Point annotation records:
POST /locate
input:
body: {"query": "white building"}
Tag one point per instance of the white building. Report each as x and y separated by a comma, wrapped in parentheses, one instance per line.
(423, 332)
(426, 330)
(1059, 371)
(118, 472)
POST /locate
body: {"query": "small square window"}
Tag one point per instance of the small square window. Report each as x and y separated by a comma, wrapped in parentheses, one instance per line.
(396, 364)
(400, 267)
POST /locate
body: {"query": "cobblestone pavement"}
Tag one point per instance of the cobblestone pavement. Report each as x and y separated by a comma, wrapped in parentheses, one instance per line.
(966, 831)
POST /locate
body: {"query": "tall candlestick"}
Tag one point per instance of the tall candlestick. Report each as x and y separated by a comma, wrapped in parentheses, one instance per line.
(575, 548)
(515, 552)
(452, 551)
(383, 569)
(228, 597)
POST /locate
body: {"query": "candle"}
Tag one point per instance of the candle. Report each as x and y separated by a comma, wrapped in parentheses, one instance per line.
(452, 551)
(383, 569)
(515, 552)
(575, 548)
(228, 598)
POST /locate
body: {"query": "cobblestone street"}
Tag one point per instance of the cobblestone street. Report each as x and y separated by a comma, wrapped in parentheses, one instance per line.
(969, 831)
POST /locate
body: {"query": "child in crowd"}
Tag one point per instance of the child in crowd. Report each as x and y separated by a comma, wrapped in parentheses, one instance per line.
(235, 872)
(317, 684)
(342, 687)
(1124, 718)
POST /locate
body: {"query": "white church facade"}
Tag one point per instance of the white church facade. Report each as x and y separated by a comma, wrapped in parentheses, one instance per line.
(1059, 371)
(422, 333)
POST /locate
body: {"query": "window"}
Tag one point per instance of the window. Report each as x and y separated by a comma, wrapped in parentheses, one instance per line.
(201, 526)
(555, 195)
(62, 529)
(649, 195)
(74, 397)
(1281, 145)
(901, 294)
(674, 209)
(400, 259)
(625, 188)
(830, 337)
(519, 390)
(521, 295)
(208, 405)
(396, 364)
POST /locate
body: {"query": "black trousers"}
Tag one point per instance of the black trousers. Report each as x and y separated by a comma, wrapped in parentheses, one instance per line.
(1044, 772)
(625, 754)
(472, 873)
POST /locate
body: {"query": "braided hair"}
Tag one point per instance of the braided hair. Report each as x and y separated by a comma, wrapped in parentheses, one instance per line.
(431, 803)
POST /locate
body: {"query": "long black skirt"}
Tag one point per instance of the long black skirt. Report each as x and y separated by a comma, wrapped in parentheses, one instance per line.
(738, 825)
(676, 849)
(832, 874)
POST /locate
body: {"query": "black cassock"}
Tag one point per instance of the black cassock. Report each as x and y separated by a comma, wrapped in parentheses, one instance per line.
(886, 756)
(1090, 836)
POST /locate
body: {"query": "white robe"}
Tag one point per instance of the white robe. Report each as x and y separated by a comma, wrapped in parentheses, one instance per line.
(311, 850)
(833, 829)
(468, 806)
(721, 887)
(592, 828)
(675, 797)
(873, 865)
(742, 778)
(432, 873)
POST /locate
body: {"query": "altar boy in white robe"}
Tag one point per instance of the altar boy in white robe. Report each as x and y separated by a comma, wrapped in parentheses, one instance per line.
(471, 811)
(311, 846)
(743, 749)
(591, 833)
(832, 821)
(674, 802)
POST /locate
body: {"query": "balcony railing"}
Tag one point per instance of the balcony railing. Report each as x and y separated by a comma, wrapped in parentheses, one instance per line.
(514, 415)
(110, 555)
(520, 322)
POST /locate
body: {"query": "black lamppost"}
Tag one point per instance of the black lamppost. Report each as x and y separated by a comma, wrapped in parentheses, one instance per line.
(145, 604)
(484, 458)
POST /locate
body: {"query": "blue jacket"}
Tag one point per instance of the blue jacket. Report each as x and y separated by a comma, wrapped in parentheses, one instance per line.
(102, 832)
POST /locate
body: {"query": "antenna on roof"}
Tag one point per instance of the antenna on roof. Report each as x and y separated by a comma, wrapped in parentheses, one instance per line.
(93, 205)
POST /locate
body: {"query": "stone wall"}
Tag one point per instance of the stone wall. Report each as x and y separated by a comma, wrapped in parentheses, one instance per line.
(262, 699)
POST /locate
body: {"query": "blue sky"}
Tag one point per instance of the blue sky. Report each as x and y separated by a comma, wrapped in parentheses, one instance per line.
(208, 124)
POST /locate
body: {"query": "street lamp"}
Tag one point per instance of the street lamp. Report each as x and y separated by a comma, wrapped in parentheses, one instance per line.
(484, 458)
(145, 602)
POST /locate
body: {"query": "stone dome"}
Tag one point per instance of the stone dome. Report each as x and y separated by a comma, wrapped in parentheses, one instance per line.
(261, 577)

_TASK TO COMPLETE_
Put all of the records above into a two-column CSV with the columns record_text and answer, one row per record, holding its text and its answer. Wrap each field in double quotes and replace any line breaks inside a field with spaces.

_SOLUTION TO THIS TASK_
record_text,answer
"POST /locate input: body: {""query"": ""white building""} Tag one point per instance of the white building. Report each as x and y separated by a comma, wrapped in parentheses, one instance per line.","(423, 332) (426, 330) (1059, 371) (118, 472)"
"POST /locate body: {""query"": ""small square window""} Tag one point per instance of the small square window. Report each as x and y separated by a comma, wrapped in parentheses, one instance per line.","(396, 364) (400, 267)"
"POST /locate body: {""query"": ""cobblestone pavement""} Tag one point per instance of the cobblestone pavement. Report each as x and y separated by a comma, wrapped in parentheses, one instance per line.","(966, 831)"
"POST /locate body: {""query"": ""tall candlestick""} Tag one point per instance of the tall candlestick. Report each as x and y separated by a comma, wrapped in parentheses, one instance per line.","(575, 548) (515, 552) (452, 551) (383, 569) (228, 597)"
"POST /locate body: {""query"": ""candle""} Tag one point per instance of the candle. Report each as x and y separated by a comma, wrapped in parentheses, one instance per line.","(452, 551) (383, 569) (515, 552) (575, 548) (228, 598)"
"POST /locate body: {""query"": ""cobblestone street""} Tag one point per instance of the cobblestone street. Report each as x and y separated by a comma, wrapped in parentheses, one instance per line.","(969, 831)"
"POST /locate body: {""query"": ""child in crowd""} Tag one point per instance of the child in crowd. Report each as x and y separated by a comma, wrapped in parentheses, one instance per line.","(235, 872) (317, 684) (342, 687) (1124, 718)"
"POST /locate body: {""query"": ""white church facade""} Tag one point per instance of the white church facade. Report each as x and y separated by a comma, wrapped in parentheses, one instance per line.","(1059, 371) (422, 333)"
"POST /locate body: {""query"": ""window""} Tag one point per instance of the window. Report each as x and y separated by a comma, wrapped in parentheses, one instance per line.","(201, 526) (555, 195) (62, 529) (649, 195) (74, 397) (1281, 145) (901, 294) (674, 209) (400, 259) (625, 188) (830, 337) (519, 390) (521, 295) (208, 405) (396, 364)"
"POST /locate body: {""query"": ""black trousers""} Tag one point per instance of the black trousers. Report each as x and y separated by a comma, wrapped in parentheses, one instance per line.","(1044, 772) (625, 754) (472, 873)"
"POST /locate body: {""query"": ""braided hair""} Tag one point per instance of the braided hair. Report each as x and y separated by a comma, wrapped in parentheses, one instance per line.","(431, 803)"
"POST /locate body: {""query"": ""long black skirt""} Tag one point per instance of the long black skirt. Report each as x and y separated by a comma, wrapped in parentheses, one instance per line.","(738, 825) (676, 849) (832, 874)"
"POST /locate body: {""query"": ""black cassock""} Tag one point per instance of the black cassock. Report each as x and y separated by a comma, wrapped in parentheses, one instance per line.","(886, 756) (1090, 836)"
"POST /locate body: {""query"": ""white robe""} Tag one point per instance of the white robe. Report each as x and y separated by a comma, wrapped in parentheses, one instance per line.","(311, 850) (833, 829) (468, 806) (721, 887) (592, 828) (675, 797) (873, 865) (742, 778) (432, 873)"
"POST /locate body: {""query"": ""altar boy in white robe""} Tag one point per instance of the altar boy in white robe. Report each as x and y separated by a comma, wrapped in parentheses, one instance per line.","(471, 811) (311, 846) (743, 749) (591, 833) (832, 821) (674, 802)"
"POST /locate body: {""query"": ""balcony railing""} Tag one point per instance of the balcony railing. Report each as x and y separated by a comma, wrapped in parentheses, one instance per line.","(514, 415) (110, 555) (520, 322)"
"POST /locate body: {""query"": ""black lamppost""} Tag one point per instance of the black lamppost. Report each as x and y separated by a comma, wrapped in parentheses, one instance per line.","(145, 604) (484, 458)"
"POST /locate body: {""query"": ""blue jacket""} Tag one point per instance of the blue jacket. Report each as x and y separated by a comma, wrapped in parentheses, one instance per line.","(102, 832)"
"POST /locate body: {""query"": ""antenna on roof""} Tag one point per instance of the antenna on roof. Report each as x and y separated by a comma, wrapped in parentheses, one instance per line.","(93, 205)"
"POST /locate body: {""query"": ""stone wall""} Tag one point per instance of the stone wall. Report each as x and y separated by a comma, wrapped in parentheses, one instance per line.","(262, 699)"
"POST /locate body: {""query"": ""blue sky""} Tag one point per instance of the blue sky. Report each as x and y separated by a comma, wrapped in parentheses, one instance per line.","(208, 124)"
"POST /locate body: {""query"": ""street lamp""} Tag one point per instance of the street lamp. Report each as x and y separated by a comma, wrapped in parentheses, one instance per line.","(484, 458) (145, 602)"
"POST /locate body: {""query"": ""stone dome""} Tag one point per instance of the stone dome. Report each as x and y separated by a comma, wrapped in parentheses, one instance per line.","(261, 577)"